What the task requires:
Every line of the listing belongs in your answer exactly as written; the images do not.

Recorded data:

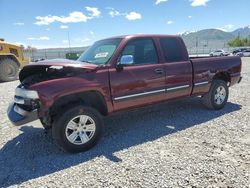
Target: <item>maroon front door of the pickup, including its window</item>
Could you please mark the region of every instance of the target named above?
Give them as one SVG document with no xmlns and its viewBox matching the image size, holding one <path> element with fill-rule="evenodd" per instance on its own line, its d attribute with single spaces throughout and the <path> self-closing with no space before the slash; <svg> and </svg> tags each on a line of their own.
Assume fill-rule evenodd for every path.
<svg viewBox="0 0 250 188">
<path fill-rule="evenodd" d="M 160 101 L 165 96 L 165 71 L 159 64 L 152 38 L 128 41 L 121 56 L 134 57 L 133 64 L 122 70 L 110 69 L 111 94 L 115 110 Z M 119 63 L 119 60 L 118 60 Z"/>
</svg>

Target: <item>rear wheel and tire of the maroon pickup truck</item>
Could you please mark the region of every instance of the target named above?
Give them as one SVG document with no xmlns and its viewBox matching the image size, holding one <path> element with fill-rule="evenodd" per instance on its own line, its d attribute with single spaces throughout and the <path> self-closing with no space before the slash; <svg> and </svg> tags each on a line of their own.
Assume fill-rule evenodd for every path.
<svg viewBox="0 0 250 188">
<path fill-rule="evenodd" d="M 213 80 L 209 92 L 202 97 L 202 103 L 208 109 L 220 110 L 226 105 L 228 95 L 227 83 L 223 80 Z"/>
</svg>

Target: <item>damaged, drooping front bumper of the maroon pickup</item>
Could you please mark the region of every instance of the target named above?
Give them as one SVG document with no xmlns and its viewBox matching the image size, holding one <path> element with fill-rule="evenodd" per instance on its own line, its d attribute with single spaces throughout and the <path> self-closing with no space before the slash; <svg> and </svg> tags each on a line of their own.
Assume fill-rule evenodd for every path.
<svg viewBox="0 0 250 188">
<path fill-rule="evenodd" d="M 8 117 L 13 125 L 20 126 L 38 119 L 37 110 L 26 111 L 16 103 L 11 103 L 8 107 Z"/>
</svg>

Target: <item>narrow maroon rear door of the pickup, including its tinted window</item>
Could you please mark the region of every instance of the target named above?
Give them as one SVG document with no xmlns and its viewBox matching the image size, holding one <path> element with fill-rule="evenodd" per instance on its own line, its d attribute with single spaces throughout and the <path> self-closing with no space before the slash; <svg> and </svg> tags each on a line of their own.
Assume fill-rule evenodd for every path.
<svg viewBox="0 0 250 188">
<path fill-rule="evenodd" d="M 166 72 L 166 99 L 189 96 L 192 91 L 192 64 L 184 42 L 176 37 L 159 40 Z"/>
</svg>

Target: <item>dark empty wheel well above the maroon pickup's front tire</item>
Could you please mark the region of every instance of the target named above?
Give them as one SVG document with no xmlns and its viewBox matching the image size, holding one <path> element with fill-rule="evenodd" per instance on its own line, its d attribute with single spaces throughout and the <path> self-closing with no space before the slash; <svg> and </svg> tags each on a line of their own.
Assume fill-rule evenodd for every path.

Expected answer:
Target: <item>maroon front door of the pickup, including its window</item>
Could you please mark the region of every instance of the target named above?
Give them as one SVG document with no xmlns and its viewBox matching the image size, holding one <path> element with fill-rule="evenodd" per instance on its own line, its d attribute with single spaces throughout and the <path> self-closing with no space before the slash; <svg> and </svg> tags each on a line of their own.
Assume fill-rule evenodd for every path.
<svg viewBox="0 0 250 188">
<path fill-rule="evenodd" d="M 160 101 L 165 96 L 165 71 L 159 64 L 152 38 L 128 41 L 121 56 L 134 57 L 133 64 L 122 70 L 110 69 L 111 94 L 115 110 Z M 119 63 L 119 60 L 118 60 Z"/>
</svg>

Target: <item>rear wheel and tire of the maroon pickup truck</item>
Could you please mark the region of every instance of the target named above?
Give them as one SVG document with no xmlns and its viewBox matching the image size, holding one <path> element with fill-rule="evenodd" per instance on its own line, its d attribute with single spaces throughout and the <path> self-closing with no space before the slash; <svg> and </svg> tags each on a line of their own.
Assume fill-rule evenodd for every path.
<svg viewBox="0 0 250 188">
<path fill-rule="evenodd" d="M 213 80 L 209 92 L 202 97 L 202 103 L 208 109 L 220 110 L 226 105 L 228 95 L 227 83 L 223 80 Z"/>
</svg>

Target: <item>damaged, drooping front bumper of the maroon pickup</item>
Could you please mark the region of every instance of the target named above?
Give them as one SVG document with no xmlns and its viewBox matching the image size, holding one <path> element with fill-rule="evenodd" per instance on its own line, its d attribute with single spaces throughout and the <path> self-closing with no space before the slash; <svg> and </svg> tags each on a line of their own.
Assume fill-rule evenodd for every path.
<svg viewBox="0 0 250 188">
<path fill-rule="evenodd" d="M 8 117 L 13 125 L 20 126 L 38 119 L 37 110 L 26 111 L 16 103 L 11 103 L 8 107 Z"/>
</svg>

Target: <item>narrow maroon rear door of the pickup, including its tinted window</item>
Could you please mark the region of every instance of the target named above?
Give them as one SVG document with no xmlns and its viewBox matching the image size, holding one <path> element with fill-rule="evenodd" per instance on its own line, its d attribute with single spaces throughout and the <path> self-closing with no space before the slash; <svg> and </svg> tags each on a line of their own.
Assume fill-rule evenodd for every path.
<svg viewBox="0 0 250 188">
<path fill-rule="evenodd" d="M 166 72 L 166 99 L 189 96 L 192 91 L 192 64 L 184 42 L 176 37 L 159 40 Z"/>
</svg>

Target: <item>dark empty wheel well above the maroon pickup's front tire</item>
Could you please mark the region of every instance of the target named above?
Give them as one SVG document with no xmlns and its viewBox matching the image size, holding one <path> element with fill-rule="evenodd" per instance on its own line, its d attribute with single spaces throughout and the <path> self-closing with no space before the slash; <svg> and </svg> tags each on a line of their own.
Assume fill-rule evenodd for every path.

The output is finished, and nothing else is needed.